- **Task instructions**: Print the part of the Nevada copper mine text that opens with "On a scorching" and closes with "their combustion-engine counterparts.", word for word.

- **Excerpted text**:
::::::::::

On a scorching July afternoon in 2016, Tesla founder Elon Musk unveiled his “Gigafactory,” a massive complex outside Reno, Nevada, designed to stimulate green technology in the West. It’s now mass-producing batteries to power electric cars, which directly emit none of the greenhouse gases of their combustion-engine counterparts.
Electric cars, however, require about twice as much copper as conventional vehicles. So as demand for Tesla’s products increases, so does demand – and prices – for the critical metal. That is playing out in a not-so-clean way in Yerington, just 60 miles from the gigafactory, where a new copper mine – financed by a Russian oligarch – is set to begin production this year.
The Pumpkin Hollow copper deposit was first discovered in 1960 outside Yerington on a combination of private and federal lands. In 2005, Canada-based Nevada Copper acquired it. Five years later, the deposit’s “outstanding potential” piqued the interest of Russian billionaire Vladimir Iorich, founder of Pala Investments, which soon became Nevada Copper’s largest shareholder.
In 2015, a congressional defense spending bill transferred approximately 9,000 acres of federal land to Nevada Copper by way of the city of Yerington, which zoned it for mining and eased the way for expedited permitting through the state.
Pumpkin Hollow is expected to be an economic boon; Nevada Copper says it will initially employ approximately 300 people and pay both property tax and a net proceeds tax to the city. It will be “the soul of the community,” said Yerington Mayor George Dini. “Our town right now is a community that can be described as kind of sleepy. ... We do agriculture, and we like mining.”
But for those who are still grappling with contamination from the Anaconda Copper Mine on the edge of town, which shut down in 1978, it’s not worth it. Over its six decades of operation, the Anaconda Mine contaminated groundwater and the Walker River – which is just several hundred feet from the mine’s gaping pit – with arsenic, copper, zinc, lead and cadmium. In 2011, hundreds of Yerington residents filed a class-action suit, accusing ARCO and its owner, BP America, of leaking toxic metals into soil and groundwater for decades and covering up the contamination’s extent. They received nearly $20 million in a 2013 settlement, but in 2018, the U.S. Environmental Protection Agency deferred listing the mine as a Superfund site, instead giving oversight to the Nevada Department of Environmental Protection.
“Our concern is that the fervor for jobs is going to overwhelm important concerns of environmental and long-term management concerns,” said John Hadder, executive director of Great Basin Resource Watch, a nonprofit environmental justice organization. “We’re concerned that the (Pumpkin Hollow) project is going to result in long-term pollution of ... the water supply leading to a perpetual problem like we’ve seen at the Anaconda mine.”

::::::::::

- **Referring expression data**:
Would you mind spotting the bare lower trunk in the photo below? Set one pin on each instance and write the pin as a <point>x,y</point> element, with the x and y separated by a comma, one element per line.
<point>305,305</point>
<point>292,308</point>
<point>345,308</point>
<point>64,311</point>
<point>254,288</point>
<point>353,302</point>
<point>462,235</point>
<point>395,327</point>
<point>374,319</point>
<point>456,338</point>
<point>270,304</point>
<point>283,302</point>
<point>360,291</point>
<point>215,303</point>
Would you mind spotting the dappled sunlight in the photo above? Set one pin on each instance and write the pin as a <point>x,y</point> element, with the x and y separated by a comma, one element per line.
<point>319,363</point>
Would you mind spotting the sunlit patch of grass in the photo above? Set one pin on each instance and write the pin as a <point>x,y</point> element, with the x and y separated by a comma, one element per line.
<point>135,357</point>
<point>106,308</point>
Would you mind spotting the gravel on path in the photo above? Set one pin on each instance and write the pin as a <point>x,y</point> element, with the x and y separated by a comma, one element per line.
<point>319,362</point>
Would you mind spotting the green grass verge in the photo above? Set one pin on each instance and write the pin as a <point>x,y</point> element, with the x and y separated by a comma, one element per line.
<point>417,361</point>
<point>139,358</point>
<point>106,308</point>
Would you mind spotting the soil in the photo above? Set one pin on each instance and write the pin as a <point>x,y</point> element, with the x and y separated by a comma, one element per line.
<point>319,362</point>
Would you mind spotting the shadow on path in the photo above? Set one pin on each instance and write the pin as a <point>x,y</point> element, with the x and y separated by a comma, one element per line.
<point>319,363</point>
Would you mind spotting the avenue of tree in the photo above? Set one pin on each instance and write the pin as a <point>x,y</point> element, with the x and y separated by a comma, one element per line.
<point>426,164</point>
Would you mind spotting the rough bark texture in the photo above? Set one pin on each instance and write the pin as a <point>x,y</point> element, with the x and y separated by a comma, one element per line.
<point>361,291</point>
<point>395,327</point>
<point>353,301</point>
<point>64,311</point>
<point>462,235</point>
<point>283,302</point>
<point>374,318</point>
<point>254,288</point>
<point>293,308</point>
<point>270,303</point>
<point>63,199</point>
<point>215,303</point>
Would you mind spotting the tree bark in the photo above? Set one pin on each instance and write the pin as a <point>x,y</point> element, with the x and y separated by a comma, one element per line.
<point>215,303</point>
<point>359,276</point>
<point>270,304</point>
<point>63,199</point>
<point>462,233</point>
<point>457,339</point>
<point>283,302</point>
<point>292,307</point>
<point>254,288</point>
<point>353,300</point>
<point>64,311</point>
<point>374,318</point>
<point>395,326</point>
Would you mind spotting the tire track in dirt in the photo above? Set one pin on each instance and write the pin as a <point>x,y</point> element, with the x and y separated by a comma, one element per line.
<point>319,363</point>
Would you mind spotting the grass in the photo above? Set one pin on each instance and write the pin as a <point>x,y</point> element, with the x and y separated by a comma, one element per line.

::::::::::

- **Task solution**:
On a scorching July afternoon in 2016, Tesla founder Elon Musk unveiled his “Gigafactory,” a massive complex outside Reno, Nevada, designed to stimulate green technology in the West. It’s now mass-producing batteries to power electric cars, which directly emit none of the greenhouse gases of their combustion-engine counterparts.